§ **Problem details**: Return all the data, word for word.

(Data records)
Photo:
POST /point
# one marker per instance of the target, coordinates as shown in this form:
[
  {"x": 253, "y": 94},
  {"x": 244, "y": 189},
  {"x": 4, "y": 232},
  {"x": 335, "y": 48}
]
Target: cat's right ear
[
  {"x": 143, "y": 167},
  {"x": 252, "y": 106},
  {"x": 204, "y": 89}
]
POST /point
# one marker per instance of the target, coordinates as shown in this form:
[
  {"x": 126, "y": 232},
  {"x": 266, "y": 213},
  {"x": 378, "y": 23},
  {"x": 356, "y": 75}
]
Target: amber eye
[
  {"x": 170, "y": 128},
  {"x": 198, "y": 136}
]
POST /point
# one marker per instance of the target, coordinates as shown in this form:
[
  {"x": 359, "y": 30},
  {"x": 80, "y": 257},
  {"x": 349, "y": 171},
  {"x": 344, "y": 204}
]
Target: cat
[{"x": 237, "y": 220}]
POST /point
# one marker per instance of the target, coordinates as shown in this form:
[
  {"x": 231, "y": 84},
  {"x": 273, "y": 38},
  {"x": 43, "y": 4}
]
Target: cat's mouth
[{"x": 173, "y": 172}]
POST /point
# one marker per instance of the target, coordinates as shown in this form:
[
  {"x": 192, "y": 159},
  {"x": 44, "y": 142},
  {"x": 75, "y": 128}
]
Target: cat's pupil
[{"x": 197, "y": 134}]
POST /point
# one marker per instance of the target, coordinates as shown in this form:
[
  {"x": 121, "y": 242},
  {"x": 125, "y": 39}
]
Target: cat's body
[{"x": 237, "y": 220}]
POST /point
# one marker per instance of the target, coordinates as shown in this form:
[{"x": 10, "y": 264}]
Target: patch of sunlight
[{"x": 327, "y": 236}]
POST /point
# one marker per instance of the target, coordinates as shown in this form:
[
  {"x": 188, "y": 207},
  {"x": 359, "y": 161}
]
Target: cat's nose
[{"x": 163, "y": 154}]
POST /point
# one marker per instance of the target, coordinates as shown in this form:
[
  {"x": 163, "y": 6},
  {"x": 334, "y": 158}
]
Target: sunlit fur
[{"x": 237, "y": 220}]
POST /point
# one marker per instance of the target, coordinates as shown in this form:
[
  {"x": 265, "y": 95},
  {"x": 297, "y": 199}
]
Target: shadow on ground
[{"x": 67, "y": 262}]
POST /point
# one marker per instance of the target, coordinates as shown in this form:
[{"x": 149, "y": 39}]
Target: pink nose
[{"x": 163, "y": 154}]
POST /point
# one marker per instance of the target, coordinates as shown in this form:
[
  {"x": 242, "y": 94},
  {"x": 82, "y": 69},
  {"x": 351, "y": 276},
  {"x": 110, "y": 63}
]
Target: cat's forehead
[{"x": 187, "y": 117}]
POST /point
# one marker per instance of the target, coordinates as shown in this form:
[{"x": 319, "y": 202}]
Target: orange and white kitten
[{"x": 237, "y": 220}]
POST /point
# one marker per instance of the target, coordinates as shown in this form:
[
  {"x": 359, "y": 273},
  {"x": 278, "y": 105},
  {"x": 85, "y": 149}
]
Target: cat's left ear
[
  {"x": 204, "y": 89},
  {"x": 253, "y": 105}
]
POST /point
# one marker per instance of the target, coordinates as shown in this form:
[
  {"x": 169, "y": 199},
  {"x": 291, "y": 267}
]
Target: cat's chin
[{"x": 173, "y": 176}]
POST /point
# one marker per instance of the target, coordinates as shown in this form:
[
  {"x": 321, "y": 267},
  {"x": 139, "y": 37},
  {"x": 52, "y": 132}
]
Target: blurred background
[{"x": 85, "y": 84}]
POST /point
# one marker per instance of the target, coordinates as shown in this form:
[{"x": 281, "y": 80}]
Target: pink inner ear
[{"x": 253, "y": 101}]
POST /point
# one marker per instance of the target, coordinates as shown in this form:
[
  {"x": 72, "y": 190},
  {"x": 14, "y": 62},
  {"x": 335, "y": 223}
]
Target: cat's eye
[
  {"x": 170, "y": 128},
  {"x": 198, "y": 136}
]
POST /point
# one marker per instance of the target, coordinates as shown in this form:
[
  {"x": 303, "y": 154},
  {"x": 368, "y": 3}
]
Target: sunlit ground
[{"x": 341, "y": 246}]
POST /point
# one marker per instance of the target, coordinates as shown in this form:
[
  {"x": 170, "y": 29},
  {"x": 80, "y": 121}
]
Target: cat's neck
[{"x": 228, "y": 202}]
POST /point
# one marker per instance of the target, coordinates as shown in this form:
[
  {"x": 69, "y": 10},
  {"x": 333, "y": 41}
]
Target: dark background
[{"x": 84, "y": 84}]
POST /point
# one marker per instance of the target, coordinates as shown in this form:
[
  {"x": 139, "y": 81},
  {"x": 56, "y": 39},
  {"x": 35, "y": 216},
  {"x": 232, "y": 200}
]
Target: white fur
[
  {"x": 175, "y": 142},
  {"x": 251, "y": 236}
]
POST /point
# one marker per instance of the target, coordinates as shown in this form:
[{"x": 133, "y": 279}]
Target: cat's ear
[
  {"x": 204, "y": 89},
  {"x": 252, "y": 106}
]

§ **Written reply**:
Photo:
POST /point
# one marker per instance of the target, coordinates as shown in this form:
[
  {"x": 253, "y": 94},
  {"x": 244, "y": 189},
  {"x": 4, "y": 232},
  {"x": 335, "y": 48}
]
Target: cat's right ear
[
  {"x": 143, "y": 167},
  {"x": 252, "y": 106},
  {"x": 204, "y": 89}
]
POST /point
# one marker per instance of the target, coordinates as shown in this form:
[
  {"x": 126, "y": 232},
  {"x": 266, "y": 213},
  {"x": 378, "y": 23},
  {"x": 356, "y": 75}
]
Target: amber eye
[
  {"x": 170, "y": 128},
  {"x": 198, "y": 136}
]
POST /point
# one marker per instance of the target, coordinates as shown in this form:
[
  {"x": 359, "y": 30},
  {"x": 80, "y": 257},
  {"x": 349, "y": 171},
  {"x": 344, "y": 204}
]
Target: cat
[{"x": 237, "y": 220}]
POST /point
# one marker per instance of the target, coordinates as shown in this form:
[
  {"x": 231, "y": 84},
  {"x": 273, "y": 38},
  {"x": 43, "y": 4}
]
Target: cat's mouth
[{"x": 173, "y": 172}]
POST /point
# one marker per instance of the target, coordinates as shown in this form:
[
  {"x": 192, "y": 159},
  {"x": 44, "y": 142},
  {"x": 75, "y": 128}
]
Target: cat's pupil
[{"x": 197, "y": 134}]
POST /point
# one marker per instance of the target, coordinates as shown in this form:
[
  {"x": 121, "y": 242},
  {"x": 125, "y": 39}
]
Target: cat's body
[{"x": 237, "y": 220}]
POST /point
# one marker per instance of the target, coordinates as shown in this form:
[{"x": 10, "y": 264}]
Target: patch of sunlight
[{"x": 327, "y": 236}]
POST /point
# one marker per instance of the target, coordinates as shown in this form:
[
  {"x": 188, "y": 207},
  {"x": 359, "y": 161}
]
Target: cat's nose
[{"x": 163, "y": 154}]
POST /point
# one marker per instance of the target, coordinates as shown in this form:
[
  {"x": 163, "y": 6},
  {"x": 334, "y": 158}
]
Target: sunlit fur
[{"x": 237, "y": 220}]
POST /point
# one marker per instance of the target, coordinates as shown in this form:
[
  {"x": 265, "y": 95},
  {"x": 297, "y": 199}
]
Target: shadow on ground
[{"x": 67, "y": 262}]
POST /point
# one marker per instance of the target, coordinates as shown in this form:
[{"x": 149, "y": 39}]
Target: pink nose
[{"x": 163, "y": 154}]
POST /point
# one marker per instance of the target, coordinates as shown in this form:
[
  {"x": 242, "y": 94},
  {"x": 82, "y": 69},
  {"x": 351, "y": 276},
  {"x": 110, "y": 63}
]
Target: cat's forehead
[{"x": 187, "y": 117}]
POST /point
# one marker per instance of the target, coordinates as shown in this form:
[{"x": 319, "y": 202}]
Target: orange and white kitten
[{"x": 237, "y": 220}]
POST /point
# one marker per instance of the target, coordinates as shown in this form:
[
  {"x": 359, "y": 273},
  {"x": 278, "y": 105},
  {"x": 85, "y": 149}
]
Target: cat's left ear
[
  {"x": 204, "y": 89},
  {"x": 253, "y": 105}
]
POST /point
# one marker per instance of the target, coordinates as shown in this form:
[
  {"x": 169, "y": 199},
  {"x": 291, "y": 267}
]
Target: cat's chin
[{"x": 173, "y": 176}]
POST /point
# one marker per instance of the target, coordinates as shown in this form:
[
  {"x": 321, "y": 267},
  {"x": 139, "y": 37},
  {"x": 52, "y": 132}
]
Target: blurred background
[{"x": 85, "y": 84}]
POST /point
# one marker per instance of the target, coordinates as shown in this form:
[{"x": 281, "y": 80}]
Target: pink inner ear
[{"x": 253, "y": 101}]
POST /point
# one marker per instance of the target, coordinates as shown in this form:
[
  {"x": 72, "y": 190},
  {"x": 14, "y": 62},
  {"x": 335, "y": 223}
]
Target: cat's eye
[
  {"x": 170, "y": 128},
  {"x": 198, "y": 136}
]
POST /point
# one marker per instance of the target, coordinates as shown in this form:
[
  {"x": 303, "y": 154},
  {"x": 368, "y": 3}
]
Target: sunlit ground
[{"x": 341, "y": 246}]
POST /point
# one marker per instance of the target, coordinates as shown in this form:
[
  {"x": 170, "y": 29},
  {"x": 80, "y": 121}
]
Target: cat's neck
[{"x": 228, "y": 202}]
POST /point
# one marker per instance of the target, coordinates as shown in this form:
[
  {"x": 69, "y": 10},
  {"x": 333, "y": 41}
]
Target: dark background
[{"x": 84, "y": 84}]
POST /point
# one marker per instance of the target, coordinates as shown in this form:
[
  {"x": 139, "y": 81},
  {"x": 56, "y": 39},
  {"x": 35, "y": 216},
  {"x": 232, "y": 200}
]
Target: white fur
[
  {"x": 175, "y": 142},
  {"x": 251, "y": 236}
]
POST /point
# one marker per instance of the target, coordinates as shown in this form:
[{"x": 133, "y": 279}]
Target: cat's ear
[
  {"x": 204, "y": 89},
  {"x": 252, "y": 106}
]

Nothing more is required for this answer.